== The tasks ==
• 1. Echo the stretch of the rhino poaching comments from "January 17th, 2012 at 2:33" through "on this Sue.", word for word.
• 2. Summarize the rhino poaching comments in two sentences.
• 3. List every date-and-time stamp that appears in the rhino poaching comments.

== Extracted text ==
═══
January 17th, 2012 at 2:33 pm
Hello Hannah
Speak to the Endangered Wildlife Trust, or the World Wide Fund for Nature SA. The EWT definitely needs volunteers for its programme for orphaned and injured rhinos. Sue
January 17th, 2012 at 4:23 pm
Thanks for keeping us posted on this Sue.
January 19th, 2012 at 9:30 am
I published a novel, ‘Project Horn’, in 2007, an action thriller with the theme of criminal poaching of rhinos (still available on Kalahari, or on order from bookshops). Even though I wrote it in 2005, when poaching was still small scale, I predicted the huge and sudden escalation to the present levels, and the story deals with the reasons for this. According to present events, I think I struck the nail on the head.
January 20th, 2012 at 2:09 am
Legalising horn trade will not work. There are more than 4 billion Asians and although only a small portion make up the demand, small of 4 billion is still a lot. There is less than 35000 rhino’s. It is not possible to flood the market. I say we boycot the guilty countries by not going there for tourism. Go somewhere else for holiday and try to limit your spending towards these countries. If we can get enough people to do this, we might make a difference.
═══
== Data records ==
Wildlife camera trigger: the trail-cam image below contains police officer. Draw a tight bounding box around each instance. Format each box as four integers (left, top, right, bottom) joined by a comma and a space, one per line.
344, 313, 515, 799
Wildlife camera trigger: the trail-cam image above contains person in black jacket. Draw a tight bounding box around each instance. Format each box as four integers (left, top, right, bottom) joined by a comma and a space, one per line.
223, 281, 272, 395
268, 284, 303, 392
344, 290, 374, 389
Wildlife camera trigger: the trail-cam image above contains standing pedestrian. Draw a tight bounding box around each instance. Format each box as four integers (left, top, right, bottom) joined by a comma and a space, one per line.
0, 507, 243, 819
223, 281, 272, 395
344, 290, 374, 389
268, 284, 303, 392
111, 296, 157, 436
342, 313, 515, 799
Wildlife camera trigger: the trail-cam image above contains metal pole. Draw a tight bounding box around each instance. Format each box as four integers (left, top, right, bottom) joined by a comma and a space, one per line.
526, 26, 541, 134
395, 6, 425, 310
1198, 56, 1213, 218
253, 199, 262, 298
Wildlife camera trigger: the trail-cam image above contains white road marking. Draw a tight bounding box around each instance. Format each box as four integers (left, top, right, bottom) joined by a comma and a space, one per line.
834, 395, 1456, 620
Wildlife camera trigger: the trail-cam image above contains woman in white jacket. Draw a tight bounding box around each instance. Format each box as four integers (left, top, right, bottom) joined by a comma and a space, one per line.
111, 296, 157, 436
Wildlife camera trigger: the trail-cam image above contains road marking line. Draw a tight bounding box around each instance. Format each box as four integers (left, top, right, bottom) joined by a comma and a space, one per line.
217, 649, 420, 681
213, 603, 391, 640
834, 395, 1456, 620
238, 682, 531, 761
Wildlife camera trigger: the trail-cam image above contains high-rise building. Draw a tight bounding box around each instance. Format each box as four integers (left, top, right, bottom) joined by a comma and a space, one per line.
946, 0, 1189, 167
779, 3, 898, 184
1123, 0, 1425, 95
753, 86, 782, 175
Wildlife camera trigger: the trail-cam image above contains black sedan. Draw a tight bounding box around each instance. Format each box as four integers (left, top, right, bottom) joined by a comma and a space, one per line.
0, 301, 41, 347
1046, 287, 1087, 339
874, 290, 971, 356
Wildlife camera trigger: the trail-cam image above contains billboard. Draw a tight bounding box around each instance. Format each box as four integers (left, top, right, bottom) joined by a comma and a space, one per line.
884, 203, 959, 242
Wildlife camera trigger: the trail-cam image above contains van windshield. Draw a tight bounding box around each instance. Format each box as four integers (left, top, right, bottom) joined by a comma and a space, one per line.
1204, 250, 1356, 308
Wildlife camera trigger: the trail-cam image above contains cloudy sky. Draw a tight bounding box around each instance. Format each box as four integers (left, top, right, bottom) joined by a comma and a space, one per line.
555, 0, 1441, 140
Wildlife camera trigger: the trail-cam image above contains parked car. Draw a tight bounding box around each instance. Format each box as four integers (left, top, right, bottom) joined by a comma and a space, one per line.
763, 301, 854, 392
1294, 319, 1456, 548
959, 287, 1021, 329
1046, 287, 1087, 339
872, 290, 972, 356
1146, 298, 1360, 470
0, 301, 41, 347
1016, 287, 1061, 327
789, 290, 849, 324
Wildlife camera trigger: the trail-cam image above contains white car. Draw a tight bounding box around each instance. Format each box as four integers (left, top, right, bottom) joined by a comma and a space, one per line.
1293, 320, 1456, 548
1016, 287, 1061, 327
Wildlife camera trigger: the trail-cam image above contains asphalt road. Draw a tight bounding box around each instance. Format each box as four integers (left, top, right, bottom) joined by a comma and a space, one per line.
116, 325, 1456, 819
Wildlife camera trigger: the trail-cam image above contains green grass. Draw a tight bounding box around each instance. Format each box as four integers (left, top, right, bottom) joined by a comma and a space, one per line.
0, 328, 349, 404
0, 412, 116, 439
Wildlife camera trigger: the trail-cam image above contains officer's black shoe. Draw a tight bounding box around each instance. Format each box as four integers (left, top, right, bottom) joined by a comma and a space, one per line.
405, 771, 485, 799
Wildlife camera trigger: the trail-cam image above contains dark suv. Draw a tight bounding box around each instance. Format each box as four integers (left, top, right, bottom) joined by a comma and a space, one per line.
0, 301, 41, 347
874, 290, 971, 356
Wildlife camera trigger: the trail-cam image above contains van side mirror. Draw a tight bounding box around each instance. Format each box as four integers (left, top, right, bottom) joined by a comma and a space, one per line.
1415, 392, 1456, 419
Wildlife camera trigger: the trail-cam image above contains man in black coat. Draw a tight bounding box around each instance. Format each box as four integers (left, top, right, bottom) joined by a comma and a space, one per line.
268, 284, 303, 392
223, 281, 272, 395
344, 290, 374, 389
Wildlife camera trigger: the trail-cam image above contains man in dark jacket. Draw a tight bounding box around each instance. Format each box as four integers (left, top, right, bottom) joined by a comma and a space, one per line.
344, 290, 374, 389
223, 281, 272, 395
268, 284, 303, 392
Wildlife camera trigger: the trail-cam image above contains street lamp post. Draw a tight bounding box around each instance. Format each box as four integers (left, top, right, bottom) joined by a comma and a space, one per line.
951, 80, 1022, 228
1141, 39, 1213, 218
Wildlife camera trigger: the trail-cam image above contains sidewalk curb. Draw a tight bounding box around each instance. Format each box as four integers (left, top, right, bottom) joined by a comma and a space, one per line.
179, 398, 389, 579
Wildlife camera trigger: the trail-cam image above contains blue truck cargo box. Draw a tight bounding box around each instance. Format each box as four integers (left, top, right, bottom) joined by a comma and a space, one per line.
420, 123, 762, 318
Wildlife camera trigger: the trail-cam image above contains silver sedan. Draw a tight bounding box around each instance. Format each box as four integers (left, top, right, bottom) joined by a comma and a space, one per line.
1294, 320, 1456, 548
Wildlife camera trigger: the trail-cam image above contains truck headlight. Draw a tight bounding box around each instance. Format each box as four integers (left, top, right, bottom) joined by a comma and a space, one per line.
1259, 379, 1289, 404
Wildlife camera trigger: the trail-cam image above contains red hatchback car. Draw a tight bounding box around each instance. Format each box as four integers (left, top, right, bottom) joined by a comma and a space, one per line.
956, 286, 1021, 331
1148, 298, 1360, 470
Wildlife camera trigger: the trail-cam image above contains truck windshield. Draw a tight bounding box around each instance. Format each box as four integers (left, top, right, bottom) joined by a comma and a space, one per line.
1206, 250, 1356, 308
═══
== Task-by-task results ==
• 1.
January 17th, 2012 at 2:33 pm
Hello Hannah
Speak to the Endangered Wildlife Trust, or the World Wide Fund for Nature SA. The EWT definitely needs volunteers for its programme for orphaned and injured rhinos. Sue
January 17th, 2012 at 4:23 pm
Thanks for keeping us posted on this Sue.

• 2. One commenter advises Hannah to contact the Endangered Wildlife Trust or the World Wide Fund for Nature SA, noting that the EWT needs volunteers for its program for orphaned and injured rhinos, and another describes a 2007 novel, 'Project Horn', that predicted the sudden escalation in rhino poaching. A later comment argues that legalizing the horn trade will not work because demand from Asia is too large to meet with fewer than 35000 rhinos, and it urges people to boycott the guilty countries as tourist destinations.

• 3.
January 17th, 2012 at 2:33 pm
January 17th, 2012 at 4:23 pm
January 19th, 2012 at 9:30 am
January 20th, 2012 at 2:09 am